ATTIVITÀ DA SVOLGERE
**A.** Ricopia dal testo sulla terza età il brano che comincia con "COSA SI INTENDE" e prosegue fino a "suo mondo interiore.".
**B.** Riscrivi sotto forma di elenco puntato il paragrafo del testo sulla terza età che inizia con "Ad esempio convinzioni", conservandone i fatti principali.
**C.** Scrivi il seguito del testo sulla terza età, partendo subito dopo la sua ultima frase.

TESTO DELLA PAGINA
######

I benefici della scrittura terapeutica nella terza età e nella cura della demenza.

La terza età o, più in generale l’invecchiamento, è stata considerata e vissuta in modi molto diversi durante la storia umana. Infatti, è noto che in passato gli anziani erano i saggi, coloro ai quali era deputato il compito di prendere le decisioni più importante nelle società passate.
Al contrario, oggi siamo portati a considerare questa parte di vita senza renderle la giusta importanza focalizzandoci molto spesso, sia come società che come individui, unicamente sui suoi aspetti meno positivi. La terza età, tuttavia, incarna un processo di cambiamento che può essere accompagnato, indirizzato e vissuto in maniera attiva, sia dalla persona che lo sperimenta che da quelle che la circondano.

COSA SI INTENDE PER INVECCHIAMENTO?

Secondo il dizionario, con il termine più appropriato di “senescenza” si intende un processo biologico naturale che porta ad una diminuzione di funzionalità di organi ed apparati. Ma possiamo davvero accontentarci di questa definizione? In realtà, quel passaggio di vita che noi chiamiamo invecchiamento porta con sé una serie di trasformazioni non solo fisiche e biologiche ma, anche e soprattutto, cognitive ed emotive. Infatti, ugualmente ad altre fasi di cambiamento come la pubertà, l’adolescenza o il passaggio all’età adulta, durante la terza età l’individuo sperimenta non solo mutamenti fisici ma anche una modifica in alcuni aspetti del suo mondo interiore.

Ad esempio convinzioni, relazioni, reazioni alle situazioni emotivamente stressanti ma anche funzioni come memoria, attenzione, programmazione e velocità di reazione si modificano in questa fase della vita. Tuttavia, non tutti questi cambiamenti vanno intesi in senso negativo. Anzi, molti individui riferiscono come, in terza età, riescano a vivere più profondamente ed estesamente le relazioni interpersonali, sia banalmente per una disponibilità maggiore di tempo da dedicarvi sia per una sensazione di maggiore riflessività e propensione all’interiorità, che generalmente, caratterizzano questa fase. Ma come porci, allora, nei confronti di quei cambiamenti che desideriamo limitare o rallentare?

IL RALLENTAMENTO COGNITIVO

Quando ci approcciamo ad un argomento vasto e complesso come l’invecchiamento dobbiamo fare una precisazione importante. L’invecchiamento, infatti, si accompagna ad un normale rallentamento cognitivo in cui certe funzioni mentali tendono ad una minore efficienza. Tuttavia, questo rimane entro un limite che non deve inficiare la possibilità di condurre una vita normale e fondamentalmente autonoma. A questo punto, però, se siamo consapevoli che un rallentamento c’è, possiamo fare qualcosa per… rallentarlo?

######

MATERIALE FORNITO
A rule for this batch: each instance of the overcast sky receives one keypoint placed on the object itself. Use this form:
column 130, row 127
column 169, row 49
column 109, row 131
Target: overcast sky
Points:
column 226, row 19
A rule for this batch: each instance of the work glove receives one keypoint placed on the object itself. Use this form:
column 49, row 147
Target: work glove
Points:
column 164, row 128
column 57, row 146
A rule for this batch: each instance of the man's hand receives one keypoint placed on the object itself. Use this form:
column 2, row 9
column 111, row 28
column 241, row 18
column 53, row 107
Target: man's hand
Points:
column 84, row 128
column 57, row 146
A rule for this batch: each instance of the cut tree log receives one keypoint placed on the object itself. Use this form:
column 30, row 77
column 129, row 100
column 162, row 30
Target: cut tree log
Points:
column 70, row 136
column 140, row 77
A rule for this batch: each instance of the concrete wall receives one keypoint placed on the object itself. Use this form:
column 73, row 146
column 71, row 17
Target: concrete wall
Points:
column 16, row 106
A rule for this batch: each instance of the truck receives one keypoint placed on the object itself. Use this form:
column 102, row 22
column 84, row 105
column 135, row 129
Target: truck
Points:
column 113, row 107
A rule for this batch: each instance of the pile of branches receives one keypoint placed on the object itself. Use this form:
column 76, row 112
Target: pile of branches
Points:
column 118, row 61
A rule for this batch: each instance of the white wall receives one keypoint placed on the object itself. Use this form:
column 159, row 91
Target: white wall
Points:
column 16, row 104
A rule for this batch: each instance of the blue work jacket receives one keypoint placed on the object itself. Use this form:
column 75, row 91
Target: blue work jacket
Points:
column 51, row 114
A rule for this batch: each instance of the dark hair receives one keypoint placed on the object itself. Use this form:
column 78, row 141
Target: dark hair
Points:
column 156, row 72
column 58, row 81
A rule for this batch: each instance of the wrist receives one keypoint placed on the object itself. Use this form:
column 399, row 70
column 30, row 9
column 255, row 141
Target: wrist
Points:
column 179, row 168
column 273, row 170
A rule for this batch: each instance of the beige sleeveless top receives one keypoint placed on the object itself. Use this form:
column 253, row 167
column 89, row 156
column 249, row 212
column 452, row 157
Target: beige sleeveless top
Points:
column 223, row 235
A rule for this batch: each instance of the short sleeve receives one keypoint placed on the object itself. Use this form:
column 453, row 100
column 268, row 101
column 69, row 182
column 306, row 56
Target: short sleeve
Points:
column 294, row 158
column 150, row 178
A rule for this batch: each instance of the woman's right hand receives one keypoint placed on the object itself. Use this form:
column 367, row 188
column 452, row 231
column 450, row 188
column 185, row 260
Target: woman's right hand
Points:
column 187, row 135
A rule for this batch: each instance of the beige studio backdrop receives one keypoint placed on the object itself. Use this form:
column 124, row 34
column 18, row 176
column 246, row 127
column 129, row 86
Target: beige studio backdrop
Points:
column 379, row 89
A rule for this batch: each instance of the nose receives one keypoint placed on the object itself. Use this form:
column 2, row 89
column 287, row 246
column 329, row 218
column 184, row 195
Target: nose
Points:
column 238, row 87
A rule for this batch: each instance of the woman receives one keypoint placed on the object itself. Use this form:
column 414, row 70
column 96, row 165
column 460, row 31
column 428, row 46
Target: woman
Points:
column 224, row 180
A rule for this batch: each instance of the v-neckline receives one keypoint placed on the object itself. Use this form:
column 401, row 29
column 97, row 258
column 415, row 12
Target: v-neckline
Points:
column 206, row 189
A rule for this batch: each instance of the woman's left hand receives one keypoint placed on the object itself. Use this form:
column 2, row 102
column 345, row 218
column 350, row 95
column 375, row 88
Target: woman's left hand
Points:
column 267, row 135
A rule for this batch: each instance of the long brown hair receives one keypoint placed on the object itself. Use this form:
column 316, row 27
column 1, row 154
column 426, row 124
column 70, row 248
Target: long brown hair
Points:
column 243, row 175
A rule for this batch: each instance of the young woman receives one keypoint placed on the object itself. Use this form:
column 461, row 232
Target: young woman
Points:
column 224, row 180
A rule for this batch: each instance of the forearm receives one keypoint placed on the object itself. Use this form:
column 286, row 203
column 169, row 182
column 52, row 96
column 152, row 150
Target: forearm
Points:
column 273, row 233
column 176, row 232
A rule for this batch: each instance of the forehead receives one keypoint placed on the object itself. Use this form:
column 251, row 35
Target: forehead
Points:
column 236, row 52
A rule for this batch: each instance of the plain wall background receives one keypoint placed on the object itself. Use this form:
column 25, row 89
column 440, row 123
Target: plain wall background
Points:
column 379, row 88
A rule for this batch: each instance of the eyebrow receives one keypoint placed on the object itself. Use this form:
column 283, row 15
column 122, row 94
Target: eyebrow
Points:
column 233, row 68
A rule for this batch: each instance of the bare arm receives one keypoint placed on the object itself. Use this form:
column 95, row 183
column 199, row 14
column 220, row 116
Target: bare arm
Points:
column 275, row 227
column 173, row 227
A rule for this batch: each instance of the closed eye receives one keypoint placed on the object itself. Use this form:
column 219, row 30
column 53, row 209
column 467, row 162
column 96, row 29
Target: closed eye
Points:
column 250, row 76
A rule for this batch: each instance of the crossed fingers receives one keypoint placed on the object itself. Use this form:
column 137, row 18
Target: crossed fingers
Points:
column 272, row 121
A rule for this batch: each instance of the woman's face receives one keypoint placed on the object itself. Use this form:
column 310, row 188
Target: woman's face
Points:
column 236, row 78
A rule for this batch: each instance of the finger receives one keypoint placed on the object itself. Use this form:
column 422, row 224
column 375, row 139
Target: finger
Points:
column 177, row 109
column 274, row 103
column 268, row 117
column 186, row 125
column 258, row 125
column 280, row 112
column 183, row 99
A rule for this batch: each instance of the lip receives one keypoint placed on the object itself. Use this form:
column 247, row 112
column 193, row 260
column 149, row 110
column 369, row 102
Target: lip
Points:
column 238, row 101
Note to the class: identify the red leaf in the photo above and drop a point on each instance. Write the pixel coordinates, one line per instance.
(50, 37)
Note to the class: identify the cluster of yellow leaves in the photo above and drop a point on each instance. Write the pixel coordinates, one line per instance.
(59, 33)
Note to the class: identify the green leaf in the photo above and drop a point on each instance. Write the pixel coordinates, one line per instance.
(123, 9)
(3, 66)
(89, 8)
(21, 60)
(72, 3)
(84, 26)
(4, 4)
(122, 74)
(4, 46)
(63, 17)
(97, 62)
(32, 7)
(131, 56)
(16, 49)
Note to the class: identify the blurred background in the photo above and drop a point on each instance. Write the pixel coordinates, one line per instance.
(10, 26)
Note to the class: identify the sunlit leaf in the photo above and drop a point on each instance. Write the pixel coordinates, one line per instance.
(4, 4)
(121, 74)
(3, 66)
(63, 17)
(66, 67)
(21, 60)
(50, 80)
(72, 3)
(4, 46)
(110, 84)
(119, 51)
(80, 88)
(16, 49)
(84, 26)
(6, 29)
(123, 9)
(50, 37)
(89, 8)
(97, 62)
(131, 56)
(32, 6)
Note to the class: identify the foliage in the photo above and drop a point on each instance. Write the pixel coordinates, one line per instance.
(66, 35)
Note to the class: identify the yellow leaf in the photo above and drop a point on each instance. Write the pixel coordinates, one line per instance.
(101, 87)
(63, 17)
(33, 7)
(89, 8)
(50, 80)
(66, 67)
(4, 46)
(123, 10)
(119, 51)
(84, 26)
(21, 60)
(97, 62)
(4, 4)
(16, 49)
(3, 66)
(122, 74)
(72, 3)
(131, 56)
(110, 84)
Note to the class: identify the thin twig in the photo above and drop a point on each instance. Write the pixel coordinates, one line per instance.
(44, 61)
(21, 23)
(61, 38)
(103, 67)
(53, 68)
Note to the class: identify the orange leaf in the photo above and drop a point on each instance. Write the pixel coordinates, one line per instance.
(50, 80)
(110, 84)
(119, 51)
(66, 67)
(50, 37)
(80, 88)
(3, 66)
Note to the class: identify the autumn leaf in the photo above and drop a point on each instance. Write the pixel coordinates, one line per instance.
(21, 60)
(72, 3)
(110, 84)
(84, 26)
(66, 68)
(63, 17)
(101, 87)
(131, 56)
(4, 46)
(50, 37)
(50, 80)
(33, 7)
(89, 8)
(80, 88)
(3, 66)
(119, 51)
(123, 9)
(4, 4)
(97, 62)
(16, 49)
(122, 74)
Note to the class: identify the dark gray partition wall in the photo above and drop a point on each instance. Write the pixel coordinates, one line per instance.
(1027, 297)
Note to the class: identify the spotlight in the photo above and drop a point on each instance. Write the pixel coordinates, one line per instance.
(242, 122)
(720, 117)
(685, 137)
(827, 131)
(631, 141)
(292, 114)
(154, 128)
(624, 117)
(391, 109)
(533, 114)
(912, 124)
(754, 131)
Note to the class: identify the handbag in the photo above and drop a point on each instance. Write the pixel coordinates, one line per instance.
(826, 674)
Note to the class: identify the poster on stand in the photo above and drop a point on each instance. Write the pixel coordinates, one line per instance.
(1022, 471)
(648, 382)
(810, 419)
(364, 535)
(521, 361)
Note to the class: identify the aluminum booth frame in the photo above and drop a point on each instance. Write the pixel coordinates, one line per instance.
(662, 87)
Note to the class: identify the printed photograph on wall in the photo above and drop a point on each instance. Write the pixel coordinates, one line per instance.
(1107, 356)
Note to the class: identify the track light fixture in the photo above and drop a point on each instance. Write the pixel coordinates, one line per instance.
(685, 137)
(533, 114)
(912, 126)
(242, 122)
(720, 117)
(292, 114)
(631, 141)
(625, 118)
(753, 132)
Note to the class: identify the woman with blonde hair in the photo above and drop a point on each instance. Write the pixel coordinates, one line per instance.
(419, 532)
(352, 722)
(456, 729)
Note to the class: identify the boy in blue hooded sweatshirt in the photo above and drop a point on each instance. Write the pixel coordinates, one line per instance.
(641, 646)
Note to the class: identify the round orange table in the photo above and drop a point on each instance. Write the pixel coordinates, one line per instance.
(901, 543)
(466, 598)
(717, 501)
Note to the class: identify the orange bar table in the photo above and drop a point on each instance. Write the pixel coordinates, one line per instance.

######

RISPOSTE PER ATTIVITÀ
**A.**
COSA SI INTENDE PER INVECCHIAMENTO?

Secondo il dizionario, con il termine più appropriato di “senescenza” si intende un processo biologico naturale che porta ad una diminuzione di funzionalità di organi ed apparati. Ma possiamo davvero accontentarci di questa definizione? In realtà, quel passaggio di vita che noi chiamiamo invecchiamento porta con sé una serie di trasformazioni non solo fisiche e biologiche ma, anche e soprattutto, cognitive ed emotive. Infatti, ugualmente ad altre fasi di cambiamento come la pubertà, l’adolescenza o il passaggio all’età adulta, durante la terza età l’individuo sperimenta non solo mutamenti fisici ma anche una modifica in alcuni aspetti del suo mondo interiore.

**B.**
- In terza età cambiano convinzioni, relazioni e reazioni alle situazioni emotivamente stressanti.
- Si modificano anche memoria, attenzione, programmazione e velocità di reazione.
- Non tutti questi cambiamenti sono negativi.
- Molti riferiscono di vivere le relazioni interpersonali in modo più profondo ed esteso.
- Ciò dipende dal maggior tempo disponibile e da una maggiore riflessività e propensione all'interiorità.
- Resta la questione di come porsi verso i cambiamenti che si vorrebbero limitare o rallentare.

**C.**
Per fortuna la risposta è si!

La Stimolazione Cognitiva

Già dagli anni ‘60 negli Stati Uniti (Tolbee e Folsom) sono stati codificati protocolli di stimolazione cognitiva dedicati a pazienti con deterioramento cognitivo (patologico). Successivamente, questi sono stati sviluppati ed adattati alla stimolazione di soggetti con un rallentamento cognitivo normale.

Oggigiorno, la stimolazione cognitiva e largamente riconosciuta come una pratica efficacie e consigliata per preservare il funzionamento anche di quei soggetti che rientrano in un quadro di normalità e che hanno d’altra parte raggiunto un’età anagrafica in cui ci si aspetta un calo dello stesso. Infatti, la logica è quella di agire il prima possibile, prima ancora che il calo si manifesti e questo perché ormai sappiamo che le funzioni cognitive rispondono molto bene alla stimolazione. Come a dire che più le mettiamo al lavoro più restano in forma.

D’altronde, la stimolazione cognitiva è anche piuttosto specifica. Sono infatti stati sviluppati protocolli dedicati alle singole funzioni in modo da poterle stimolare in maniera mirata.

Memoria, linguaggio, attenzione spaziale, orientamento e programmazione possono essere stimolate con esercizi adeguati che agiscono sulle capacità residue dell’individuo con l’obiettivo di preservarle e se possibile potenziarle.

Pertanto, negli anni, è stato coniato un motto che meglio di tutti sottende l’importanza della Stimolazione Cognitiva: use it or loose it. Ovvero usala, o rischierai di perderla!

Ebbene, questa esortazione fa leva sul concetto di base del buon funzionamento della nostra mente e delle sue funzioni. Cioè, che l’uso e la stimolazione delle stesse le mantengono in salute e in buono stato più a lungo e ne prevengono il deterioramento.

Inoltre, alcuni di questi protocolli come per esempio la scrittura terapeutica riescono a registrare un certo grado di miglioramento non solo a livello cognitivo ma anche emotivo e sociale. Infatti, i soggetti che prendono parte alle sessioni di scrittura terapeutica, svolgono un lavoro di lettura e ascolto in gruppo che coinvolge anche la loro socialità.

Pertanto, oltre a mostrare e potenziare abilità creative di componimento e linguistiche, rafforzano anche la loro autostima dovuta al rinforzo positivo ricevuto durante le sessioni dai loro pari o dai familiari. Infine, essa porta all’esplorazione e all’espressione di alcuni aspetti del mondo interiore dell’individuo che possono portare ad una migliore autoconsapevolezza, il tutto associato ad un senso di maggiore benessere.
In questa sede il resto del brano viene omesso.